Pigs conduct most activities in the group or at least close to it. Due to their social hierarchy, there are sometimes situations or activities in which pigs will go out of each other's way or at least keep a certain minimum distance. When this distance is not respected, for example when feeding, aggressive conflicts can result. Such conflicts occur very often in the extremely confined conditions of intensive pig farming, since the animals are unable to steer clear of one another. Frequent injuries and a permanent, high level of stress are the result. Because groups are routinely recomposed, the pigs are never at peace. The arrival of newcomers or 'freed' positions in the social hierarchy lead to new fights over the ranking order.

Cleanliness and body care 

Images of pigs lying or even wallowing in feces in no way correspond to the nature of these animals. On the contrary: pigs forced to live in their own excrement in intensive farming suffer under such conditions.

--------

■ TASK SET
**A.** Translate this sentence from the text on pig behavior into Spanish: "Because groups are routinely recomposed, the pigs are never at peace."
**B.** Continue the text on pig behavior from where it stops.

■ EXTRACTED RECORDS
--------

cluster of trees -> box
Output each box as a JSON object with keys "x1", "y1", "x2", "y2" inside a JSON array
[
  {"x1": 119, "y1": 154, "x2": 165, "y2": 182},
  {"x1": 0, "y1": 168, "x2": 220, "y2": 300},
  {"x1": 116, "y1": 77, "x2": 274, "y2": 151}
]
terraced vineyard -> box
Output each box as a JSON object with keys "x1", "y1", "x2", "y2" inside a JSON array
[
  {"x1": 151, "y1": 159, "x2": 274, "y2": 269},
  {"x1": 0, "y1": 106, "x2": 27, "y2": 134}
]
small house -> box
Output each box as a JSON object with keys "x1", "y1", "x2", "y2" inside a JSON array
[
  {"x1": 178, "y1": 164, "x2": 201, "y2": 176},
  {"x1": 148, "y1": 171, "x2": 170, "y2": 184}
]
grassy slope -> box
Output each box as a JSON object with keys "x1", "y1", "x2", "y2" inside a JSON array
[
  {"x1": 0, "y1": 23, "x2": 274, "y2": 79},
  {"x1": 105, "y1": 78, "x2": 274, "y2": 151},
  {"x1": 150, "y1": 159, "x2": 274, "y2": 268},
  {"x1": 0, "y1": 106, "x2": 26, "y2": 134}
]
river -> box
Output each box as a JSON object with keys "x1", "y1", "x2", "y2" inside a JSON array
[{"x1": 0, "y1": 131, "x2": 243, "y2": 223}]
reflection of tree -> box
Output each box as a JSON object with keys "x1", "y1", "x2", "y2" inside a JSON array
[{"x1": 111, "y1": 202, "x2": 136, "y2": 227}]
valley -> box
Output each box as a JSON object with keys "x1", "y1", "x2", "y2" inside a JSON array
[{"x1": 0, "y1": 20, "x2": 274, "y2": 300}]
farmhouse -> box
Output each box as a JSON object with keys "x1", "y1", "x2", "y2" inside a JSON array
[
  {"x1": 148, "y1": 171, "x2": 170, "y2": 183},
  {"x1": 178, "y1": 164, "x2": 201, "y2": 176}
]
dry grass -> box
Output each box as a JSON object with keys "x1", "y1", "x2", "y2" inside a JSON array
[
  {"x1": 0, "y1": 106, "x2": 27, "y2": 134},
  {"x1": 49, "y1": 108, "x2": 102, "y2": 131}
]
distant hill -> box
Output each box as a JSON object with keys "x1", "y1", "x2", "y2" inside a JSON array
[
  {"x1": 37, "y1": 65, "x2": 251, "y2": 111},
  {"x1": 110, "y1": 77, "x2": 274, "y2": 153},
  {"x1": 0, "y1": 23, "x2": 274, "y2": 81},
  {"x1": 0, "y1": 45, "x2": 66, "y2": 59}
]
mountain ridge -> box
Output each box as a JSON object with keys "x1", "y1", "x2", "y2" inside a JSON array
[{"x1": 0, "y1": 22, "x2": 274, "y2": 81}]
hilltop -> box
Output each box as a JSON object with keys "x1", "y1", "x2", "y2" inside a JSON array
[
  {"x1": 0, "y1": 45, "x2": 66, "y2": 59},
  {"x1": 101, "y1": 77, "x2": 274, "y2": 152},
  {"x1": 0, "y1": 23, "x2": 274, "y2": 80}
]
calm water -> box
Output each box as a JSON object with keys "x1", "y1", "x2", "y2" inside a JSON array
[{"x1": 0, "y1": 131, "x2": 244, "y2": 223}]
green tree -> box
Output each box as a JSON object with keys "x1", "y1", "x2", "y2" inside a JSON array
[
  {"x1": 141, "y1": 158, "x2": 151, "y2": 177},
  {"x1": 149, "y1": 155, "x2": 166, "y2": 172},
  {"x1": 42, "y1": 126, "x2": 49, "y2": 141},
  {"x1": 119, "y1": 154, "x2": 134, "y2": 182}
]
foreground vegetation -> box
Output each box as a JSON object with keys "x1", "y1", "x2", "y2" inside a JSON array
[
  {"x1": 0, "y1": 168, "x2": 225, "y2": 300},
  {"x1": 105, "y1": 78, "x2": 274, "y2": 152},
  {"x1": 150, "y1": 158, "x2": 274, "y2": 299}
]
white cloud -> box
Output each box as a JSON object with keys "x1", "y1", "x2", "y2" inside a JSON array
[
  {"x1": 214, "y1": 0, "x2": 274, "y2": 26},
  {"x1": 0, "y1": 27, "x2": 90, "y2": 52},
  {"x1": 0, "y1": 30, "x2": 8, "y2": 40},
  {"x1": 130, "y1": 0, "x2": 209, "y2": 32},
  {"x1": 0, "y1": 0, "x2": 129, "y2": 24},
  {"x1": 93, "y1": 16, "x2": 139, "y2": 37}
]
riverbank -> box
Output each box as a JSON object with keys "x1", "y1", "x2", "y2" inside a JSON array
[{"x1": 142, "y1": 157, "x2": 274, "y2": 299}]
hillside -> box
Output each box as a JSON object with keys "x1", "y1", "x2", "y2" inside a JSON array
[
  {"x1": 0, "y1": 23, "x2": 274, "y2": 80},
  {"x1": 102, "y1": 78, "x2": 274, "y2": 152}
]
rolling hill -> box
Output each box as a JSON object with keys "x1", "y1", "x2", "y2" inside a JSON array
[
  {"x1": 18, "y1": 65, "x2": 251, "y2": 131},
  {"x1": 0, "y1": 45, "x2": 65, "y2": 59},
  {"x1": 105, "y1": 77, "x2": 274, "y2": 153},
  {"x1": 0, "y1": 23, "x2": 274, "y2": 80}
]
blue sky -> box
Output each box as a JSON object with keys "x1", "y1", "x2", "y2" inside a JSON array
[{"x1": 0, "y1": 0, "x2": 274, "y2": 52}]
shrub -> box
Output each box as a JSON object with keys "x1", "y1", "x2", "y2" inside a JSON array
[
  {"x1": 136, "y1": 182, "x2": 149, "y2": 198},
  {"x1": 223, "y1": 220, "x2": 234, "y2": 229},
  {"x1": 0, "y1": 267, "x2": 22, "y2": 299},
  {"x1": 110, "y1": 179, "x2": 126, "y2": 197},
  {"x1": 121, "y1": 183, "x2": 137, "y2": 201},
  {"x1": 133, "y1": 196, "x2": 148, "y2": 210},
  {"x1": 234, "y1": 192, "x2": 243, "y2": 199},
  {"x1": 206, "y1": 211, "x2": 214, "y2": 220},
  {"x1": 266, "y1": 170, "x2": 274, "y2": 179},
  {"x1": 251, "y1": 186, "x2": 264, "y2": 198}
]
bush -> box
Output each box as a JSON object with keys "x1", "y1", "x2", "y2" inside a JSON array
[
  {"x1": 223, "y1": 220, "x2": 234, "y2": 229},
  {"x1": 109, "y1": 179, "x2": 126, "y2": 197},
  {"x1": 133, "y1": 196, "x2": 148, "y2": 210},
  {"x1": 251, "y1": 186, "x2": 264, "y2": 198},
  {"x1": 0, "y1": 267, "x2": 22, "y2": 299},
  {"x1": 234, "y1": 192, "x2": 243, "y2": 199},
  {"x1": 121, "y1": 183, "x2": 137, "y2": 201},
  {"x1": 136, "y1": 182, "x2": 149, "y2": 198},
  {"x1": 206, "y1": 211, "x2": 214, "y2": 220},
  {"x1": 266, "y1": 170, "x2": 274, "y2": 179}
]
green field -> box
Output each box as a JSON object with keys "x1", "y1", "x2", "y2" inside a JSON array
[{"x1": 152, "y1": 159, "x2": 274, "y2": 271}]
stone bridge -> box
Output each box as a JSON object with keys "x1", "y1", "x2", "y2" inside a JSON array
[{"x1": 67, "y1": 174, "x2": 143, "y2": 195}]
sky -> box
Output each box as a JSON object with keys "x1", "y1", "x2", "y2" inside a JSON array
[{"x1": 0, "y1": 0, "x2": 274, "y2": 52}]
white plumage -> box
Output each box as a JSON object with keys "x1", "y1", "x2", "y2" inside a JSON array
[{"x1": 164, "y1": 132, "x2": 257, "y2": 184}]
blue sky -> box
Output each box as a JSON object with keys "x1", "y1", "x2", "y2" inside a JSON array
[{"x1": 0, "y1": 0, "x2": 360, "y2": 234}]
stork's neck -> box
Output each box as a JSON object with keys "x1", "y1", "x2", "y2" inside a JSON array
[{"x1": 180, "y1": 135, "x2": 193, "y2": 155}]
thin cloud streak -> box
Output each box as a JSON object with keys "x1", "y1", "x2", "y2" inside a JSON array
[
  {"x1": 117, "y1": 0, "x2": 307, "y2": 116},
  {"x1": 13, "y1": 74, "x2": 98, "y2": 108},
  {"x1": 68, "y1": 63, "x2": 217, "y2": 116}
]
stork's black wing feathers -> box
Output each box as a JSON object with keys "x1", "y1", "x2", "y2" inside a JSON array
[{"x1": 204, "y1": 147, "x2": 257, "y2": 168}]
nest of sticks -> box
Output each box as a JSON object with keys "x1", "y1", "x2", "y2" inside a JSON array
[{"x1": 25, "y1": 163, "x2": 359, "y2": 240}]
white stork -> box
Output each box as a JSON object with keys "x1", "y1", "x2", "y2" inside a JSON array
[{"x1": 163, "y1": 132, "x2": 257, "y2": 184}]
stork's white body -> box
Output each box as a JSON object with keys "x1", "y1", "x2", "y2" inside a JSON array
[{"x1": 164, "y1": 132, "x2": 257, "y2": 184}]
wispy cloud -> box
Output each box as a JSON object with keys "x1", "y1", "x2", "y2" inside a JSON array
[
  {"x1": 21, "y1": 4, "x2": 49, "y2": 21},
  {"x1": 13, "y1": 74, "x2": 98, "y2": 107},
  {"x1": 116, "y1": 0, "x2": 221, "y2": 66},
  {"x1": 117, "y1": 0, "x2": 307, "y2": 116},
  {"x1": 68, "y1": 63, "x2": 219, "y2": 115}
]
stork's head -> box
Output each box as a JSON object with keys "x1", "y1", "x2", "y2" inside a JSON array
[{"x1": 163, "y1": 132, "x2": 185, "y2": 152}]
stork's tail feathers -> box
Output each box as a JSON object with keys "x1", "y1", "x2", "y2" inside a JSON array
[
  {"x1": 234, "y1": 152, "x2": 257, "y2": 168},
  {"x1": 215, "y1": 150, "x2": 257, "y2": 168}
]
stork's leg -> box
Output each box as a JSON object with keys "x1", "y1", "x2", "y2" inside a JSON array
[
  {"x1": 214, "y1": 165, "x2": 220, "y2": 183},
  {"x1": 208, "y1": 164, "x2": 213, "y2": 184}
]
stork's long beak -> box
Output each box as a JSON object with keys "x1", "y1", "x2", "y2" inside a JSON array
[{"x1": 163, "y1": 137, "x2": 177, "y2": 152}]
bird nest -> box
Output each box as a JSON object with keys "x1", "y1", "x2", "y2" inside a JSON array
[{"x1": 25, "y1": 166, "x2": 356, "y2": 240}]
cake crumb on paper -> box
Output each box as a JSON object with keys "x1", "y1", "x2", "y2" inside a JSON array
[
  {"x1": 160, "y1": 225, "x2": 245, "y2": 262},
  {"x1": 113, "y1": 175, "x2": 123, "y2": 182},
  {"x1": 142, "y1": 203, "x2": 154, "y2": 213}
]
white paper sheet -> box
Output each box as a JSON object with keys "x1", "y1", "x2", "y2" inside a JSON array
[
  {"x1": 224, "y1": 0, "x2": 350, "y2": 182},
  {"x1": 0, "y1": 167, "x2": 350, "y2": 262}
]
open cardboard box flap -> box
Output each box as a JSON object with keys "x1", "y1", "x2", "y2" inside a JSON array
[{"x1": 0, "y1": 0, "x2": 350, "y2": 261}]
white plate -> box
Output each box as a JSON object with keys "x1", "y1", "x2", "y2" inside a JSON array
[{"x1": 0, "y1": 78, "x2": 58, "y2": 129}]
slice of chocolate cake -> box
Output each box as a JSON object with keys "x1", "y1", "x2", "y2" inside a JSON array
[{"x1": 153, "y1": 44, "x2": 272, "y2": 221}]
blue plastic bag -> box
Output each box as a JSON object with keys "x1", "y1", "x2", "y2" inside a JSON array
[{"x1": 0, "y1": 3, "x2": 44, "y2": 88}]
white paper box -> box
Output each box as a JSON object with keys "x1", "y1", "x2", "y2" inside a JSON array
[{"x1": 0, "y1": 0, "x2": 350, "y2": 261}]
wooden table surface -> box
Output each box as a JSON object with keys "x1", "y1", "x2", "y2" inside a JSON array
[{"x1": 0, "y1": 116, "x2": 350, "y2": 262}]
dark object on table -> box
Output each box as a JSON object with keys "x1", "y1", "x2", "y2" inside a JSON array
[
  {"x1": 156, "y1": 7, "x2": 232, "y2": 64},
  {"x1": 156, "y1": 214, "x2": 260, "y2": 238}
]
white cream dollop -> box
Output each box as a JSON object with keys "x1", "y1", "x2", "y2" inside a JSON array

--------

■ EXPECTED OUTPUTS
**A.** Como los grupos se reorganizan de forma rutinaria, los cerdos nunca están en paz.

**B.**
Because pigs are unable to sweat, they regulate their body temperature through bathing, rolling on cool earth or wallowing. Pigs raised in intensive farming have no opportunity to act out this instinctive behavior. Out of necessity, they try to cool down by splashing their drinking water or by wallowing in their own feces or urine.

Moreover, the combination of the overly warm climate in pig sheds and the increased level of ammonia gas in the air produced by excrement, poses a high health risk for farmed pigs. Cardiovascular problems and respiratory diseases, such as pneumonia, are not uncommon. 

In addition, these animals rely on suitable opportunities to scratch. Rubbing removes mud, excrement and parasites. Conditions in intensive farming offer no or completely inadequate facilities for scratching. Permanent itching and unrelieved instincts such as the need to wallow, produce a high level of frustration that often leads to increased aggressiveness towards others in the sty.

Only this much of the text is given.